▶ _Data provided_
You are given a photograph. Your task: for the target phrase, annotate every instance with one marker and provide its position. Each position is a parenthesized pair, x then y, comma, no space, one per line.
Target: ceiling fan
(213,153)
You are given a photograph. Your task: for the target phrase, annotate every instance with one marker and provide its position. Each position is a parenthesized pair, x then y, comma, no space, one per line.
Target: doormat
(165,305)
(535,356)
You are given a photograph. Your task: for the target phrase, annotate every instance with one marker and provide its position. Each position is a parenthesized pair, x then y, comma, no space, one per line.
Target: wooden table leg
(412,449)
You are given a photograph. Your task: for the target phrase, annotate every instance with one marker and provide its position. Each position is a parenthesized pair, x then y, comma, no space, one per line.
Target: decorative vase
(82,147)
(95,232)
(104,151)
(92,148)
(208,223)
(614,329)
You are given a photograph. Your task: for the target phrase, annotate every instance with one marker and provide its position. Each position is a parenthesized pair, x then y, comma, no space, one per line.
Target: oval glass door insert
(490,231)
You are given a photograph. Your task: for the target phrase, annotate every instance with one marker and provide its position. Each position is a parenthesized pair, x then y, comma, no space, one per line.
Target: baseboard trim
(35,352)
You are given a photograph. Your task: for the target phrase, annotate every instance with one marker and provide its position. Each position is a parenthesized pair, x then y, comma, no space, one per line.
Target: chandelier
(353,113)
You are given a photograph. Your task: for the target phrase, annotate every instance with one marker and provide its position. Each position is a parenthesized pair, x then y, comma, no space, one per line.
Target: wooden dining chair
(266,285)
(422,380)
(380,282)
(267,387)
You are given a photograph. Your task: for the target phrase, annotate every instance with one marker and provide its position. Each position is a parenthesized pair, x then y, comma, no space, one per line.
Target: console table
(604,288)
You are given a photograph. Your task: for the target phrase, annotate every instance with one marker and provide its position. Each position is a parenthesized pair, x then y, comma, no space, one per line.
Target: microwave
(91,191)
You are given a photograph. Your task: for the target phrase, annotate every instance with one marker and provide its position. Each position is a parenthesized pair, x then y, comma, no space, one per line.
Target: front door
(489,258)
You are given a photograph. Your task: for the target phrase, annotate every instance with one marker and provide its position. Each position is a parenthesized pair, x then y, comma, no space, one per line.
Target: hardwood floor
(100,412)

▶ _What the exercise asks_
Quote the data above in full, changing nothing.

▶ _Result of the task_
You are given a photograph. Your task: for the target phrase, annotate every instance with one marker and provide its position. Each position is a parenthesized pair, x then y, comma, no space, one per line.
Target: ceiling fan
(213,153)
You are given a photograph. Your task: for the target phrase, annotate every instance with one marker and provide its position. Each position is a parenthesized pair, x then y, comma, no space, one per line.
Target: doormat
(165,305)
(535,356)
You are given a photograph. Your task: for the target phrase, annotate every instance with one marker and provide its position. Each position is a parenthesized pair, x then y, comma, no space, one per line.
Target: wooden table leg
(412,449)
You are given a photograph. Your task: for the target phrase, annotate every instance with one marker and provide its position. Each position is a parenthesized pair, x then y, comma, no space, one per line.
Target: decorative vase
(82,147)
(95,232)
(104,151)
(92,148)
(208,223)
(614,329)
You are given a photograph. Your task: for the target phrase, annotate every instance with one marker and provide its position. Each position is a parenthesized pair, x then y, comma, no space, one per line.
Target: oval glass door insert
(490,231)
You are given a photograph. Your task: for the target phrase, annotate every instance with one marker and provide its position. Each position is a parenthesized pair, x then y, comma, no space, one per line.
Target: baseboard trim
(35,352)
You are given a photograph. Your task: for the target phrase, annotate every instance with one marker and provide its position. Each position is a parenthesized pair, x then y, comma, no space, one per line.
Target: chandelier
(353,113)
You are given a photograph. Your task: for the target phrase, annotate every instance with one marker and provide its position. Each position is a parenthesized pair, x then y, comma, no space, one per line.
Target: wooden dining chair
(266,285)
(422,380)
(380,282)
(267,387)
You are given a photograph. Your task: for the target phrase, annotate every instance with one marker and provide its position. Each position is a parenthesized pair, x then y, comma, no space, one per line.
Target: console table
(604,288)
You are given a photograph. Your task: for the target phrase, annotate every instance with one marker and provide its position. Each position is a parenthesized pair, x then y, comma, no space, one per line.
Target: microwave
(91,191)
You are given a photograph. Your task: for the target phrase, annotate every instance with one marker and provide its position. Each position is a parenthesized pair, x then y, comma, no space, one per line.
Target: front door
(489,258)
You are given a photograph. Your task: for the target phrase, annotate every instance with one marker and provide its position. Each position is a parenthesized pair, x then y, comma, no space, one per line.
Target: hardwood floor
(100,412)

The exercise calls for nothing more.